** Begin INFORMATION SUPPLIED **
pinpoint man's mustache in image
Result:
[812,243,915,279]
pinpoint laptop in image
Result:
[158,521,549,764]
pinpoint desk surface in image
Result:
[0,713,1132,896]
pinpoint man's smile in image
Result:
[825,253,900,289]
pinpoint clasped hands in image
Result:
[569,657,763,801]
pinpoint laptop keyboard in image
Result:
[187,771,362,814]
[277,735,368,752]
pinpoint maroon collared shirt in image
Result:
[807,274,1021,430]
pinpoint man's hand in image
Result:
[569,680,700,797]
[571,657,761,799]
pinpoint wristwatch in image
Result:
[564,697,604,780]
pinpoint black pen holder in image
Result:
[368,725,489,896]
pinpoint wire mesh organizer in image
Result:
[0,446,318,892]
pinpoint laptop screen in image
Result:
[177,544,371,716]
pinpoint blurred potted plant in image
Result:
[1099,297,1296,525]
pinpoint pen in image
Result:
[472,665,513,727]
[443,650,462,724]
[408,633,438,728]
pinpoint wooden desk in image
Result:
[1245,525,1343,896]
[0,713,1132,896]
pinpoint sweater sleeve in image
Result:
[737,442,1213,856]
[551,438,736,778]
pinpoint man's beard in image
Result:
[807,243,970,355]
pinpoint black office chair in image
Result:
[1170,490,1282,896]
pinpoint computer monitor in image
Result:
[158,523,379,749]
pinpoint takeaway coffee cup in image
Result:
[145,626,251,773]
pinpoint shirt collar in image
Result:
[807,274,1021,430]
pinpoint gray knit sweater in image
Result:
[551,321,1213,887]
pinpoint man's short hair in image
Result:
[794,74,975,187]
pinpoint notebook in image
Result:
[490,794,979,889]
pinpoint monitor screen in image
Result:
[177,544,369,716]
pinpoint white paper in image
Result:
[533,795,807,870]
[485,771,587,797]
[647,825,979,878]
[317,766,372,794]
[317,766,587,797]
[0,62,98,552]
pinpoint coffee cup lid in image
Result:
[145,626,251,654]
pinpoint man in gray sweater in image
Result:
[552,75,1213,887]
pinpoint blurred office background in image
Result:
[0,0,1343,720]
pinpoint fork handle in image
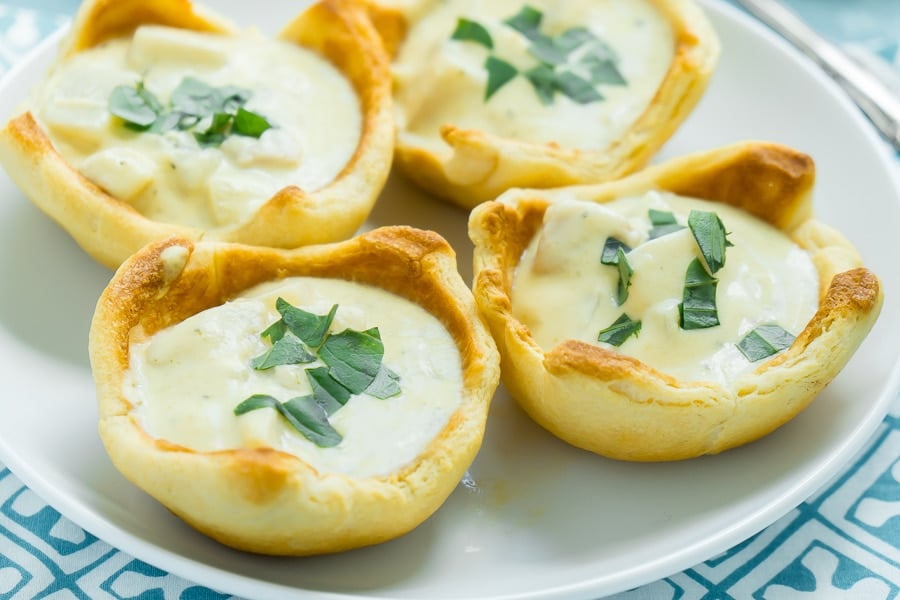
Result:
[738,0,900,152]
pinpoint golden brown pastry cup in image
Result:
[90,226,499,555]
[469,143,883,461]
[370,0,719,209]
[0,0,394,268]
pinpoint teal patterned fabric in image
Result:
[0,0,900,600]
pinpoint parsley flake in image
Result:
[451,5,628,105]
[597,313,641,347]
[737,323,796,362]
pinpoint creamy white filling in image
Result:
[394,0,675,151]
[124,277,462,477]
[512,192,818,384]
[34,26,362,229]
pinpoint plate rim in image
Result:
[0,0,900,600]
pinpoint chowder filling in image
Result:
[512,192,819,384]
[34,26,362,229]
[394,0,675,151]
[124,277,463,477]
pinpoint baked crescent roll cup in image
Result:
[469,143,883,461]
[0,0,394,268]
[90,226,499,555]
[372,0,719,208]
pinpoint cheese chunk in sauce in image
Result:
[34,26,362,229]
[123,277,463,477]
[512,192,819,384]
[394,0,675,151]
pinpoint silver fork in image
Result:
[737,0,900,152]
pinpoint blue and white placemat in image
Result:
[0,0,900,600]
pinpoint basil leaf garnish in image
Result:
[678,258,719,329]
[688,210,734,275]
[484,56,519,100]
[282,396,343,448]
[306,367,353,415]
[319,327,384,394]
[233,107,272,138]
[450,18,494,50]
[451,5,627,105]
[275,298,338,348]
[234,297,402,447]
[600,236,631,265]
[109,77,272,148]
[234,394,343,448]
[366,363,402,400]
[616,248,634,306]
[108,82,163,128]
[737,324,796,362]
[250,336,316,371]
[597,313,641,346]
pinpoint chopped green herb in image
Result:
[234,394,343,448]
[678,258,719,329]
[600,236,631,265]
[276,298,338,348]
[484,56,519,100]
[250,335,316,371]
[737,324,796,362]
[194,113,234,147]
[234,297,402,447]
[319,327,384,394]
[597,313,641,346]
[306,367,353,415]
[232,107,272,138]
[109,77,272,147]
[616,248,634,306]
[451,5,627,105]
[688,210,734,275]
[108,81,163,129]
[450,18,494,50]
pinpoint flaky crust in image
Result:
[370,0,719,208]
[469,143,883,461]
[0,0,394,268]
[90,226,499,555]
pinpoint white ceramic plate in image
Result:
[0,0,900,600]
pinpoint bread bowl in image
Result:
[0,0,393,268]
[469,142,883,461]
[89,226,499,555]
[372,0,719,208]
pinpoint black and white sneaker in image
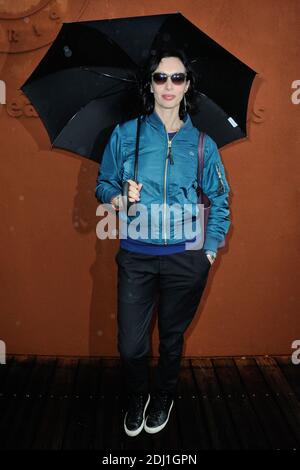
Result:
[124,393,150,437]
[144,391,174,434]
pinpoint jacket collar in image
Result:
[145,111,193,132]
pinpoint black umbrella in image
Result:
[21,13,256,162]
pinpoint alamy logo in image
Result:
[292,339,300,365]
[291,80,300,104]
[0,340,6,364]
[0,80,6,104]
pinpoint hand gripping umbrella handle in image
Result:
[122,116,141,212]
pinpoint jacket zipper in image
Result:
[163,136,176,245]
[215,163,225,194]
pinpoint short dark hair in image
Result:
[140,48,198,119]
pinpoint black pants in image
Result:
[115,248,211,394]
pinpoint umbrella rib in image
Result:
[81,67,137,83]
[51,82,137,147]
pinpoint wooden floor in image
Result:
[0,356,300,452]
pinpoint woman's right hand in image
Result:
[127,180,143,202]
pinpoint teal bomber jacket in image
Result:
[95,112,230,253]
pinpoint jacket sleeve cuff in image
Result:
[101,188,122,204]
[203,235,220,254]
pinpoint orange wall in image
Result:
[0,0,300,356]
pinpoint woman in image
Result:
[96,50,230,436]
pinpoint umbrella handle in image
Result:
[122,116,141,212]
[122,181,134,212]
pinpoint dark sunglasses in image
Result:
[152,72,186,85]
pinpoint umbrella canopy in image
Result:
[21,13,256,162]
** End INFORMATION SUPPLIED **
### [JOB]
Report each line of the data above that contains the string "white". Case counts.

### [ANSWER FOR THE TASK]
pinpoint white paper in image
pinpoint creamy white filling in image
pinpoint blue and white placemat in image
pinpoint white ceramic plate in image
pinpoint black and white sneaker in image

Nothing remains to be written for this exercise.